• **Job**:
Extract every line from the data items below that contains the word "building", and copy each one in full.

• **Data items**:
▬▬▬▬▬▬▬▬▬▬
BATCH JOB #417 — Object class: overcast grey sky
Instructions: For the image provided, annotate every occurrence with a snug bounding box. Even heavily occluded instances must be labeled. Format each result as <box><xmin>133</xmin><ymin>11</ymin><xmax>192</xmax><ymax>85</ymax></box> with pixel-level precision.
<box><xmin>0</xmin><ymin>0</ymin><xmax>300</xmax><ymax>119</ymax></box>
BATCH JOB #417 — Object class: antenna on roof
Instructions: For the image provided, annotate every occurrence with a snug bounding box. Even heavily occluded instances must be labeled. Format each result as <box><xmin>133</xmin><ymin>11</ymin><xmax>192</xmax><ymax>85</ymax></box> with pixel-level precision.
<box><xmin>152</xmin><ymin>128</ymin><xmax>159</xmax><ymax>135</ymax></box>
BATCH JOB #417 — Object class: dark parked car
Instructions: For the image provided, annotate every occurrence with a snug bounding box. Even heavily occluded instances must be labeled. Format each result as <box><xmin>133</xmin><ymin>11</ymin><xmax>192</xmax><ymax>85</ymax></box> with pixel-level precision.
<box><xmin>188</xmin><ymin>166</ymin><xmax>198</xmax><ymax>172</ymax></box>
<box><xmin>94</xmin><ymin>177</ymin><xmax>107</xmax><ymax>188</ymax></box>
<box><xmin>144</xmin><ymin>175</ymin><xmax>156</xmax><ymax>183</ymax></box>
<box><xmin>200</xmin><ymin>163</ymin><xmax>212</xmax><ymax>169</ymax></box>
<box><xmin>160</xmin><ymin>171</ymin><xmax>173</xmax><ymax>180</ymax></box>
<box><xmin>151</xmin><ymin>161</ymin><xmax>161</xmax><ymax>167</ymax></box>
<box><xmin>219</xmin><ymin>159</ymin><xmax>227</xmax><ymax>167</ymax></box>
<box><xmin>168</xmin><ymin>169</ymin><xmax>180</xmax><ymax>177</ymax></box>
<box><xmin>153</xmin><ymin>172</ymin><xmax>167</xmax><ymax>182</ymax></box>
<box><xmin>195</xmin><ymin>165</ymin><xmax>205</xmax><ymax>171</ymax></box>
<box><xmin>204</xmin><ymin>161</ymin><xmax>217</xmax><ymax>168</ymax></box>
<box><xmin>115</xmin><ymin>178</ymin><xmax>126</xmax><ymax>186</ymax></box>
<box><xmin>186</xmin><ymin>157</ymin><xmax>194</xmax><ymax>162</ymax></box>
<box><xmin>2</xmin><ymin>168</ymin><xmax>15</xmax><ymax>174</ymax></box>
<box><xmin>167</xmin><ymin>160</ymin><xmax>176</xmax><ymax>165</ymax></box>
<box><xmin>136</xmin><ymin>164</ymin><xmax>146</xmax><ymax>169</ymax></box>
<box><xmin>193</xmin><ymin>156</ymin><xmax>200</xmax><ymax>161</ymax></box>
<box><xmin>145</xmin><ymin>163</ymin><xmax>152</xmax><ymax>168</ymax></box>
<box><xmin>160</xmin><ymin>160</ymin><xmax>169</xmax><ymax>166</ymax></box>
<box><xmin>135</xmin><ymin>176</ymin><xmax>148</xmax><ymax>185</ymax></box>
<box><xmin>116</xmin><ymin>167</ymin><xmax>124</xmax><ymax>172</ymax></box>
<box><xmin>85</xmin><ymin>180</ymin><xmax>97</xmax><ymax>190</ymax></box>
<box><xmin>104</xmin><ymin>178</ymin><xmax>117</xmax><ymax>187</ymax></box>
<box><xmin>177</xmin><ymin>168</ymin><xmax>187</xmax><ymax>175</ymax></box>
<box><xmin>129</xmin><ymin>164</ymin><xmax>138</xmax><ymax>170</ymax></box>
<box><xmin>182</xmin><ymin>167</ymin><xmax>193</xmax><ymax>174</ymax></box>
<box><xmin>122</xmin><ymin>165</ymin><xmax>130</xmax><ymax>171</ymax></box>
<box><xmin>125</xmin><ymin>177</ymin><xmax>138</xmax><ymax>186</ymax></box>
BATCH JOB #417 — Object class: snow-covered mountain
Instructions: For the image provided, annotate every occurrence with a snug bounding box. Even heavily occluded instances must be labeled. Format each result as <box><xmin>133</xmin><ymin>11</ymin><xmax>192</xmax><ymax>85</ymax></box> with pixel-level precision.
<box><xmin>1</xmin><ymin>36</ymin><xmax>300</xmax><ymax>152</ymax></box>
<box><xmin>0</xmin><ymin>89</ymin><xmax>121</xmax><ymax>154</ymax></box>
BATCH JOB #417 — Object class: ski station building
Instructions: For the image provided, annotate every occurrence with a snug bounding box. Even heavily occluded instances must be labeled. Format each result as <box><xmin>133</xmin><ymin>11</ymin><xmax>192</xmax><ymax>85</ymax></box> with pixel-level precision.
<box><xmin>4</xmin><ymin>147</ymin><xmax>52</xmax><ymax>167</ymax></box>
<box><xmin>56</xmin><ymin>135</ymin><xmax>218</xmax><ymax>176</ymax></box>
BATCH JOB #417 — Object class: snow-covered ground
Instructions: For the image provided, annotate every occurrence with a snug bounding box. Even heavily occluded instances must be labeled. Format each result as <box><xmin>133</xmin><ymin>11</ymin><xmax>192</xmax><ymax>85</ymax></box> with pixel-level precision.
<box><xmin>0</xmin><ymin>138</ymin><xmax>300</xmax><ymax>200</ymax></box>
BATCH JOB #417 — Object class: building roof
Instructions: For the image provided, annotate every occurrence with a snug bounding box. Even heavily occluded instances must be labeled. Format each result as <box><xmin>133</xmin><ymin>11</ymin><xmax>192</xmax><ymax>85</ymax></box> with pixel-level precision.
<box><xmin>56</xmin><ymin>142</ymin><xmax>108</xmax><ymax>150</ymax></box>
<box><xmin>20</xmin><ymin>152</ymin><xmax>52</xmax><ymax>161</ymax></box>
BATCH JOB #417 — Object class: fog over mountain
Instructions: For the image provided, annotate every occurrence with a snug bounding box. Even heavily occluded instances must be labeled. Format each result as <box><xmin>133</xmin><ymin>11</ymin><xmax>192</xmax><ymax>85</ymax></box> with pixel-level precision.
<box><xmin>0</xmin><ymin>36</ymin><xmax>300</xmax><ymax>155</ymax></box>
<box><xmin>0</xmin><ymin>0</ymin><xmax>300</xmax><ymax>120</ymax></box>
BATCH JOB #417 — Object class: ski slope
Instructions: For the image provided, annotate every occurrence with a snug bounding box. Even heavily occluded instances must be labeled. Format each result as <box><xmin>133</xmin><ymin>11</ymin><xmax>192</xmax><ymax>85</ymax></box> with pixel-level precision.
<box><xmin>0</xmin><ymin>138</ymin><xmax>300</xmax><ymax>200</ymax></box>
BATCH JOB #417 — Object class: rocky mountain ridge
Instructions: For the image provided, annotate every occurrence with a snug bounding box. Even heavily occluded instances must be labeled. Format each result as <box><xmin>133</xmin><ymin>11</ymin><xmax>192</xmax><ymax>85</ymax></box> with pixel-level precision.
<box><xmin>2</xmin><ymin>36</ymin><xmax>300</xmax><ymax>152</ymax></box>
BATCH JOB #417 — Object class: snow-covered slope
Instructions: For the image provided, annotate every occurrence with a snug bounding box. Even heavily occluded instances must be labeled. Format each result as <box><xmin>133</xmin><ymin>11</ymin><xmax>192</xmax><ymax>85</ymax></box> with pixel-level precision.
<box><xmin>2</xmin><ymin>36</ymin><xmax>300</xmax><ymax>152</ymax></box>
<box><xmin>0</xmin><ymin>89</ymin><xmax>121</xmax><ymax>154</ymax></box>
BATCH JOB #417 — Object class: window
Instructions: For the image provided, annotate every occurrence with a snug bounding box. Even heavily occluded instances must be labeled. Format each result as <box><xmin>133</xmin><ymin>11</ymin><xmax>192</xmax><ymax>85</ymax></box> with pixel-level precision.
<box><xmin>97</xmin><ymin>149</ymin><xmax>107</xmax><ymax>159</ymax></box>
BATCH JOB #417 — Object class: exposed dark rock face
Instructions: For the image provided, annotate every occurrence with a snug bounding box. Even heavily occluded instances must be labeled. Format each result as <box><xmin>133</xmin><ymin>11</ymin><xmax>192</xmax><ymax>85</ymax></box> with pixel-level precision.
▬▬▬▬▬▬▬▬▬▬
• **Reply**:
BATCH JOB #417 — Object class: ski station building
BATCH JOB #417 — Object class: building roof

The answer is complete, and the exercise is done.